Items stored from a collection:
- - - -

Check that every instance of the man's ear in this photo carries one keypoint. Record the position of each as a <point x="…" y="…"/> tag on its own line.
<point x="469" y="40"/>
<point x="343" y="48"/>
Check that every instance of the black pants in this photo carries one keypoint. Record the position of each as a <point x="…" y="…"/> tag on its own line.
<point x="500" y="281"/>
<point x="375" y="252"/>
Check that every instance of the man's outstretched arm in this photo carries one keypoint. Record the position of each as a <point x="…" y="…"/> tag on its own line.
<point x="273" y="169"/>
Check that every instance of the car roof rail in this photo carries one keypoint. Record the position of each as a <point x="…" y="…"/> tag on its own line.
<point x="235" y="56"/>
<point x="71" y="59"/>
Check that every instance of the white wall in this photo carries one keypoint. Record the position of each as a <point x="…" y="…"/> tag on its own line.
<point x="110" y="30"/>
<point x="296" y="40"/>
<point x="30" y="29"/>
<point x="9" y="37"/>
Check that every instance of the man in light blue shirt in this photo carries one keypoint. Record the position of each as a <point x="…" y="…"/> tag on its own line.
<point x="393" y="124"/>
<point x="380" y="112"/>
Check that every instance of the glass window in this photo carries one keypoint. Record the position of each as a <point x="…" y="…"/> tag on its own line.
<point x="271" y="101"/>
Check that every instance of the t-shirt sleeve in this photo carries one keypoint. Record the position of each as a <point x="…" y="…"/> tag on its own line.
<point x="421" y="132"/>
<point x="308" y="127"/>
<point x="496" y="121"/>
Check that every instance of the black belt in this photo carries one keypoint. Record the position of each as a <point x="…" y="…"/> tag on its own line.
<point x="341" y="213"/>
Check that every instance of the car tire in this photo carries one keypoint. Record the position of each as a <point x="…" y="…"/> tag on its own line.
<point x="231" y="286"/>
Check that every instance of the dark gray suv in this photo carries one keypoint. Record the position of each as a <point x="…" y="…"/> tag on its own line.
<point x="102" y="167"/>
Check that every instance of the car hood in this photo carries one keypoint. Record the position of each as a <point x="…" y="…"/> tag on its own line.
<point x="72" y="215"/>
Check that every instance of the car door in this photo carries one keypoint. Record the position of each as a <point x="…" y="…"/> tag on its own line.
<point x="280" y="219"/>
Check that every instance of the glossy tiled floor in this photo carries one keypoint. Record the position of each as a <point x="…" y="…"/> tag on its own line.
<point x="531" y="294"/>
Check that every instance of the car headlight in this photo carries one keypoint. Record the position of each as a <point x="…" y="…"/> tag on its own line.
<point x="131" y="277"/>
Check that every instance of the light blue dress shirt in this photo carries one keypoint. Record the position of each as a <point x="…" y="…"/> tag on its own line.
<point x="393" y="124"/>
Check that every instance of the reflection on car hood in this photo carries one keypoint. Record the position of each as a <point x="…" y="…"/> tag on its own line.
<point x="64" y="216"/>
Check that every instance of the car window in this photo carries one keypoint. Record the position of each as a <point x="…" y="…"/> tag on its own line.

- - - -

Recast the data above as a numbered list, one line per entry, with any blank lines dropped.

1. Check that every instance of the man's ear in this photo carries one keypoint. Record the position of each as a <point x="…" y="…"/> tag on its own line.
2. <point x="469" y="40"/>
3. <point x="343" y="48"/>
4. Check that every instance of the black pants in this photo carries one keypoint. Record the position of each as a <point x="…" y="…"/> tag on its own line.
5. <point x="500" y="281"/>
6. <point x="375" y="252"/>
7. Check that every instance of the man's outstretched arm in this photo carries one keypoint. Record the position of each as a <point x="…" y="…"/> tag on its own line.
8. <point x="273" y="169"/>
9. Check that every instance of the car roof rail in this photo carries one keypoint. Record the position of each as a <point x="…" y="…"/> tag on its own line.
10. <point x="235" y="56"/>
11. <point x="71" y="59"/>
12. Check that every instance of the white wall in this photo carries one keypoint. Record the position of each as a <point x="…" y="…"/> tag on its own line.
13. <point x="110" y="30"/>
14. <point x="296" y="40"/>
15. <point x="30" y="29"/>
16. <point x="9" y="37"/>
17. Check that every instance of the man in light blue shirt in this photo carries one keypoint. Record the position of each as a <point x="…" y="…"/> tag on its own line.
18. <point x="393" y="124"/>
19. <point x="380" y="112"/>
20. Check that every instance of the glass window in this photo carries one keypoint. Record the position of each as a <point x="…" y="…"/> tag on its own line.
21. <point x="271" y="101"/>
22. Check that every instance of the t-shirt sleeve in this photo carries one keypoint. Record the position of each as a <point x="…" y="…"/> tag on its own line.
23. <point x="421" y="132"/>
24. <point x="308" y="127"/>
25. <point x="496" y="121"/>
26. Check that every instance of the black belt in this photo carries one keypoint. Record the position of each as a <point x="…" y="…"/> tag on its own line.
27. <point x="341" y="213"/>
28. Check that every instance of the car tire in this photo carries one keypoint. Record the position of each as a <point x="…" y="…"/> tag on its own line.
29. <point x="231" y="286"/>
30. Check that every instance of the dark gray suv in this photo carries one keypoint. Record the position of each as a <point x="…" y="…"/> tag on its own line.
31. <point x="102" y="167"/>
32. Check that every instance of the car hood in this photo carries one keypoint. Record the position of each as a <point x="…" y="…"/> tag on its own line.
33. <point x="72" y="215"/>
34. Check that every instance of the car door in this photo carries one keypoint. Record the position of each as a <point x="…" y="…"/> tag on its own line.
35. <point x="280" y="219"/>
36. Check that every instance of the glossy tiled floor in this photo carries one keypoint. Record the position of each as a <point x="…" y="…"/> tag on its own line.
37. <point x="531" y="294"/>
38. Check that every instance of the car headlight in this photo carries one keypoint. Record the position of each as a <point x="…" y="…"/> tag on its own line.
39. <point x="131" y="277"/>
40. Check that every instance of the light blue dress shirt in this photo carries one keypoint. Record the position of each as a <point x="…" y="…"/> tag on its own line.
41. <point x="393" y="124"/>
42. Check that every instance of the reflection on car hood in this photo carries one keypoint. Record the position of each as a <point x="…" y="…"/> tag on its own line.
43. <point x="64" y="216"/>
44. Check that every instance of the car window in this photo carries one keypoint. Record the position of each as a <point x="…" y="…"/> tag on its own line.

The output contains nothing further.